▶ [Consigna]:
En el fragmento sobre la adaptación de Netflix, ¿qué motivo da quien narra para no ver la película? Responda en una o dos oraciones.

Empezamos con la misa. Pinches gringos, son rechistosos. Yo creía que la lectura la habían escogido por la temporada spooky y el Día de Muertos. Resulta que la eligieron por la película de Netflix que va a salir. Me preguntan qué pienso sobre la adaptación. Pues, la neta, es difícil saber qué pensar. Mientras que Cien años de soledad se puede ver más como serie porque casi parece telenovela y sus imágenes son muy literales, la belleza del lenguaje de Rulfo es más compleja de transmitir a la pantalla. Los actores me gustan, aunque no veo a Tenoch como Juan Preciado.
No creo verla, digo con sinceridad. No es sesgo mamador, sino porque entre el trabajo y el cansancio, mi tiempo de ocio lo dedico a actividades específicas, en su mayoría para leer. El evangelio va sobre cosas generales. Se me hace aburridísimo limitar una obra literaria a preguntas sobre su trama, sobre si quiere ser socialmente comprometida o crítica, o sobre su estructura narrativa. Dicen que se confundieron en los saltos temporales; en mi primera lectura yo también.
Debería ser una charla más casual, pero las preguntas vienen hasta en cartulinas. Así la institucionalización en estos espacios. Compartimos experiencias de lectura. La primera vez que lo leí, me saqué de pedo al darme cuenta de que todos estaban muertos. Ellos pensaban que era un pueblo fantasma de esos de Estados Unidos que no son fantasmas en realidad, sino que simplemente están deshabitados.

▶ [Datos proporcionados]:
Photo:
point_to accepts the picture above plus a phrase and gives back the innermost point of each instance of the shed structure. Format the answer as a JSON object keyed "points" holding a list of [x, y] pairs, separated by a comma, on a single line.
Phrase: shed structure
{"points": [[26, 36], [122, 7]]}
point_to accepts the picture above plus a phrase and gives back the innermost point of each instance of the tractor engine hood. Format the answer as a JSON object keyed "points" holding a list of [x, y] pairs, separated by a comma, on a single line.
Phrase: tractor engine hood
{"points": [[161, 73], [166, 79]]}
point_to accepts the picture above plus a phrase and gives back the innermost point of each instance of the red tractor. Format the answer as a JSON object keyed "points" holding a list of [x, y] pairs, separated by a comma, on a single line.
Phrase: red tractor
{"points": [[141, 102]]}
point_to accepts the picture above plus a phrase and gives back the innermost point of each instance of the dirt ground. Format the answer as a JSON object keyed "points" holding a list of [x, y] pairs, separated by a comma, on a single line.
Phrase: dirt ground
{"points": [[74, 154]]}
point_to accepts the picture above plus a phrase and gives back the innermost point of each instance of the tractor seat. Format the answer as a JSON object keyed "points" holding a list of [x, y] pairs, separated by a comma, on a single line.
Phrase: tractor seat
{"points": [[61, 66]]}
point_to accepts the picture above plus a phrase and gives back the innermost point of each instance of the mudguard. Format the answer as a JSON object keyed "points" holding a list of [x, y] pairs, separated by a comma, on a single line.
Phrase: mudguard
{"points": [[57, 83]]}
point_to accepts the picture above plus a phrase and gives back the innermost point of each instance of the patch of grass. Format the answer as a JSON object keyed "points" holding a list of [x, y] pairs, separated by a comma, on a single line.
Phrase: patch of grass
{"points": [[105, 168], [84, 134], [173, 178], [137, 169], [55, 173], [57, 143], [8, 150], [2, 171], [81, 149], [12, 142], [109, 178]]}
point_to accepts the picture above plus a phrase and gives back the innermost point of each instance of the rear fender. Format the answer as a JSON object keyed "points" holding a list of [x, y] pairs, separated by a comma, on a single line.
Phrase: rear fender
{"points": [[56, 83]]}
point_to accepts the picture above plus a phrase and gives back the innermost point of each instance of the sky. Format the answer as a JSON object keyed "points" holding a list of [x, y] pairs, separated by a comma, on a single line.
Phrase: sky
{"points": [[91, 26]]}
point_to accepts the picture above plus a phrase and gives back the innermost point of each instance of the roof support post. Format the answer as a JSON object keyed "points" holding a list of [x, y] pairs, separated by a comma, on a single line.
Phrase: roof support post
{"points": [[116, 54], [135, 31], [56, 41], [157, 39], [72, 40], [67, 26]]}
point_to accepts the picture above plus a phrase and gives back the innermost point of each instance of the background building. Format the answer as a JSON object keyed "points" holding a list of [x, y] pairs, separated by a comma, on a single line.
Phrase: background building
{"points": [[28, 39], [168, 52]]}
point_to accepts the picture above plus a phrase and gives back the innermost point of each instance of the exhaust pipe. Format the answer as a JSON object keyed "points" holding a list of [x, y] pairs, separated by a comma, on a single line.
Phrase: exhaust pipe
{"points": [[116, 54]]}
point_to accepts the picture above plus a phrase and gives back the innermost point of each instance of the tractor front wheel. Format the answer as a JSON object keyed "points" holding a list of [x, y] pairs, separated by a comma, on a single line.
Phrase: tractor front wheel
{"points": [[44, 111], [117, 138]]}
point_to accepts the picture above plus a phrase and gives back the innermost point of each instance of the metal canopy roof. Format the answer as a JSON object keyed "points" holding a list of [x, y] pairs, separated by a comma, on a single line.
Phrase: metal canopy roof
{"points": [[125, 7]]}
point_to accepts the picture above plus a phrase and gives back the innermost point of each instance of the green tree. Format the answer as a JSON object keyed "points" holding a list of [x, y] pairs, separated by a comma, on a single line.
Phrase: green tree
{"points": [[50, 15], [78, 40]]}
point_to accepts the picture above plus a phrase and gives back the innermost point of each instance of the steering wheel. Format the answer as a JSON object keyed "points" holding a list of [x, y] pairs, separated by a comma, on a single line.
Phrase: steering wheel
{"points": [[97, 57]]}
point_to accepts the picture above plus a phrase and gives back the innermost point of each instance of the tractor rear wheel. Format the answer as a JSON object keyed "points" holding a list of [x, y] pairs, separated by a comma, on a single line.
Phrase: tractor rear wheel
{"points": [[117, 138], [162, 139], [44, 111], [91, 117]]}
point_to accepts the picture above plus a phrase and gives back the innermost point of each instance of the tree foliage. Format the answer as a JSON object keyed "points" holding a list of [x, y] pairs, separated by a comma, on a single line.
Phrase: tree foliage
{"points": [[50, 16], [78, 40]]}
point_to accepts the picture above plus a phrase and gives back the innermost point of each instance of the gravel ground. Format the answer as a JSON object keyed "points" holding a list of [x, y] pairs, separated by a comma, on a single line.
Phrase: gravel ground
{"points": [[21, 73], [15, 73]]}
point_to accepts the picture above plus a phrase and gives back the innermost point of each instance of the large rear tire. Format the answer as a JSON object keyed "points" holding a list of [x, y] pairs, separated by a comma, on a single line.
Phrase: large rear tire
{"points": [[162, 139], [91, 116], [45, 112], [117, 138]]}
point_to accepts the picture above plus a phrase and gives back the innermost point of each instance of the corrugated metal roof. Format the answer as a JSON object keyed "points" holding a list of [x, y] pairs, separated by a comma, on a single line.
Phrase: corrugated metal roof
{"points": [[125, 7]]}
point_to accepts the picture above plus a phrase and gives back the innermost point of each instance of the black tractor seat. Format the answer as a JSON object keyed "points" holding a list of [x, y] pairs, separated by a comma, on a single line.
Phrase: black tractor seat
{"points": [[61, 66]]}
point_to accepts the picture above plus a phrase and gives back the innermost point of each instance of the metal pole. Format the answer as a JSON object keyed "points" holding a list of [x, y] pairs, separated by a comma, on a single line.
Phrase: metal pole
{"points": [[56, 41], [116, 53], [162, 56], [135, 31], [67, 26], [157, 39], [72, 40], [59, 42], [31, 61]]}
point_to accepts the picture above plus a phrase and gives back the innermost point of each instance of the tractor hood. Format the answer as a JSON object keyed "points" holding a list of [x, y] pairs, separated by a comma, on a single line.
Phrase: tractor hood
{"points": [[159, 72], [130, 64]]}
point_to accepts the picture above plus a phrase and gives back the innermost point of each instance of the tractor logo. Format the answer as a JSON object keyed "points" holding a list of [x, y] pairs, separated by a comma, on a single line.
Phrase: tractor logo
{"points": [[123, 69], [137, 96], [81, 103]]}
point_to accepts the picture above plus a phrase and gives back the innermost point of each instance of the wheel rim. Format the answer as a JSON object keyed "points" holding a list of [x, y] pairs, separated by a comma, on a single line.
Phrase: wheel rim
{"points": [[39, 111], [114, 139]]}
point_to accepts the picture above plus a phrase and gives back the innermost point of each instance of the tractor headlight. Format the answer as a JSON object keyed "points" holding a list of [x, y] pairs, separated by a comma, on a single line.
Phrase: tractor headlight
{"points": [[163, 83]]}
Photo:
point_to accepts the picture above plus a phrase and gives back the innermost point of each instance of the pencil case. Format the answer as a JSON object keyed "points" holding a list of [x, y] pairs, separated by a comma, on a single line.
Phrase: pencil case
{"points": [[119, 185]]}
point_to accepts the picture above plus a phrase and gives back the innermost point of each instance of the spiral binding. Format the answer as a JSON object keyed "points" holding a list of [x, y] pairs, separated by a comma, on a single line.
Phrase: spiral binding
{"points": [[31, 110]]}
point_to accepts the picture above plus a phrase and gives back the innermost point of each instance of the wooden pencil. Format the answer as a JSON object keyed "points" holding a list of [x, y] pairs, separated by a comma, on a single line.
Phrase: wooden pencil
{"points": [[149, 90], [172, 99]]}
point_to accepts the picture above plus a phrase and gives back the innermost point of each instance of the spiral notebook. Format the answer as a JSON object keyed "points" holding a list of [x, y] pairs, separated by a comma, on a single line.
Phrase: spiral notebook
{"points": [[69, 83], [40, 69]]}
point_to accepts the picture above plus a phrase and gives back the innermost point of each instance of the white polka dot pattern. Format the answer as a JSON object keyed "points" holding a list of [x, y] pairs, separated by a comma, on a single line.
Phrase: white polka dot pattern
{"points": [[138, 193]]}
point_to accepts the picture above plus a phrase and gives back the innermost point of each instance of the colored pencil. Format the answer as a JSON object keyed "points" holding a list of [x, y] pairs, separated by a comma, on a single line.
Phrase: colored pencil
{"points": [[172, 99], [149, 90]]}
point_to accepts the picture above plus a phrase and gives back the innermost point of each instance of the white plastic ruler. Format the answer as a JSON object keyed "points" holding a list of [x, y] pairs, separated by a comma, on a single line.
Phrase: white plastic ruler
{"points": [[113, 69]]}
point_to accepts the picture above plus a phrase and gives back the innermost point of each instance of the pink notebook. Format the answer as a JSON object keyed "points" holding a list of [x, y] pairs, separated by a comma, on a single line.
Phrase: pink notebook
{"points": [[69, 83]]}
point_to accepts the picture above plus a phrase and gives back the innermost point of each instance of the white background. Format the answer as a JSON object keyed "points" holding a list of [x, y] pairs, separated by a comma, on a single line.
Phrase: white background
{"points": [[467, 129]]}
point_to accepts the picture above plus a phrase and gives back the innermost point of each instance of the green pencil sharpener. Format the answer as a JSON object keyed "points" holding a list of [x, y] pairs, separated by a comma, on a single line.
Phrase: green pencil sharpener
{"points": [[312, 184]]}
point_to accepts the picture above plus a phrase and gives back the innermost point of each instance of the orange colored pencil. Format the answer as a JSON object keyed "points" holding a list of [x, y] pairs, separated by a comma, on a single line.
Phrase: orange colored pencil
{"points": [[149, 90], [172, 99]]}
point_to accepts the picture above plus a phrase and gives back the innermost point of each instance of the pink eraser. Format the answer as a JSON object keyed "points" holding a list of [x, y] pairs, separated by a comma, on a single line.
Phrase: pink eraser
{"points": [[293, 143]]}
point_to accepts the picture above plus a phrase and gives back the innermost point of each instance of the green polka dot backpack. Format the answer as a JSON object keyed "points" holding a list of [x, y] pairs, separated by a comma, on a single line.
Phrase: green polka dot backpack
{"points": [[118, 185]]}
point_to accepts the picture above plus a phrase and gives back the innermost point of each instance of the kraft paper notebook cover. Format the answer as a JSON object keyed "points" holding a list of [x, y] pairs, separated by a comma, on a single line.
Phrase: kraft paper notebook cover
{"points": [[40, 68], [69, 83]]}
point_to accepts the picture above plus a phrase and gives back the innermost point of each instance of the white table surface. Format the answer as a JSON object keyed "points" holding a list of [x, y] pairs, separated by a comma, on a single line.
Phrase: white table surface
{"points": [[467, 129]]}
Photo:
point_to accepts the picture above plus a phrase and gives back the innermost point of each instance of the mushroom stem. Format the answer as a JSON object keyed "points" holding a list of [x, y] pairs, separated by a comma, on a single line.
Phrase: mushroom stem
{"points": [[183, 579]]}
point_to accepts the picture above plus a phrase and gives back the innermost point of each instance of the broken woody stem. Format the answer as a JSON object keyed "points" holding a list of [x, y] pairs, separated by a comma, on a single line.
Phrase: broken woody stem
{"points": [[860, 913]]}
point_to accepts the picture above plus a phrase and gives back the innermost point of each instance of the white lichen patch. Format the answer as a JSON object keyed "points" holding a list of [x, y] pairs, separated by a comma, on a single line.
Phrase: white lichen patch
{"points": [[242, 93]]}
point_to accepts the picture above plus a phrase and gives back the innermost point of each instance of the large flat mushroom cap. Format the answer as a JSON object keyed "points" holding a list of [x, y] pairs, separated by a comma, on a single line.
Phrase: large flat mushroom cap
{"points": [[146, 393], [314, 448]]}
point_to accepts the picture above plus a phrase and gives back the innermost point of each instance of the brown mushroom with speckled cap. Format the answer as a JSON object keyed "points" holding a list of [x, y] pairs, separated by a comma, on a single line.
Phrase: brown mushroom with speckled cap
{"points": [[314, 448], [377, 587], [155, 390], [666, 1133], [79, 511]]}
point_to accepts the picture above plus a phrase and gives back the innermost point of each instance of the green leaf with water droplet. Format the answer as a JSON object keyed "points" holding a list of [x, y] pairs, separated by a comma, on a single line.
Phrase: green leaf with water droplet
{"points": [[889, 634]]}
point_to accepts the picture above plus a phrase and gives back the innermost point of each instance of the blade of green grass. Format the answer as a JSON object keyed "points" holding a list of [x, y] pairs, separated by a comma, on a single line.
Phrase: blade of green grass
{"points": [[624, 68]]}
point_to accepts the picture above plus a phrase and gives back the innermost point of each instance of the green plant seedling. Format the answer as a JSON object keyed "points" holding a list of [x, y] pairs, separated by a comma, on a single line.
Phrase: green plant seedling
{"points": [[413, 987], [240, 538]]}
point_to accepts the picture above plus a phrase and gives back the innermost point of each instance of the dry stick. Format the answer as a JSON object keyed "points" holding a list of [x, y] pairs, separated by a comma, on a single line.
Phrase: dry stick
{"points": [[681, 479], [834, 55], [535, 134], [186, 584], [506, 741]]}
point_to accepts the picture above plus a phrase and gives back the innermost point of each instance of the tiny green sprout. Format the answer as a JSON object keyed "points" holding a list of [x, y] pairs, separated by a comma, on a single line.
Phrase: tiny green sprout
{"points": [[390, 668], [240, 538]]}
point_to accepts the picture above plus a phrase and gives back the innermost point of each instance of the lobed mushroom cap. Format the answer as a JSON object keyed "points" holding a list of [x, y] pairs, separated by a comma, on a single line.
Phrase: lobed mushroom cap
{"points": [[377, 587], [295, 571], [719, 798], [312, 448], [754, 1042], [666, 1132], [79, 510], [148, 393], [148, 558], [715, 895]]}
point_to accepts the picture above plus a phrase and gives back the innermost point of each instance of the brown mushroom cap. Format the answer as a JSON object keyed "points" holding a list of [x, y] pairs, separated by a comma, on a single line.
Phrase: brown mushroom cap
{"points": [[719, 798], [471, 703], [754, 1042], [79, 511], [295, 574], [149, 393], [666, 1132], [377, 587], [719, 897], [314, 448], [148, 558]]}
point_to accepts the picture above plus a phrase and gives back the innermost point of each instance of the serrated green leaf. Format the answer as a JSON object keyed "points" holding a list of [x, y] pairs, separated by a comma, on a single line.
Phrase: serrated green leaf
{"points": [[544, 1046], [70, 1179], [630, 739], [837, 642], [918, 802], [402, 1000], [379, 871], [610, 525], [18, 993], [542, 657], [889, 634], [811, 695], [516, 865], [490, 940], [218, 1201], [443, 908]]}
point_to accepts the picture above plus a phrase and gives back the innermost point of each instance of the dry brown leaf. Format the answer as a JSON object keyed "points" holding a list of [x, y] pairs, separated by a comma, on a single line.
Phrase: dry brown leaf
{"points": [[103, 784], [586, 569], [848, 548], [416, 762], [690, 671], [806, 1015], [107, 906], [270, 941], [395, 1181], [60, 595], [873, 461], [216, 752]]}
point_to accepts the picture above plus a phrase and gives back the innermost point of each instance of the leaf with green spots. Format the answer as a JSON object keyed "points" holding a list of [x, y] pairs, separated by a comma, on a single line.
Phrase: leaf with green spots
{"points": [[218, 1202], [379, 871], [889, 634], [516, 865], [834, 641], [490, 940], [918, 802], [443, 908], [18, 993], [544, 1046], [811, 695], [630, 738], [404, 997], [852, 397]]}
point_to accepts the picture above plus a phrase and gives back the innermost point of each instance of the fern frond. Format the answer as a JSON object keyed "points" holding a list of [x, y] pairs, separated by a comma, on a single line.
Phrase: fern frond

▶ [Respuesta]:
Entre el trabajo y el cansancio, dedica su tiempo de ocio a actividades específicas, en su mayoría a leer. Aclara que no se trata de un sesgo mamador.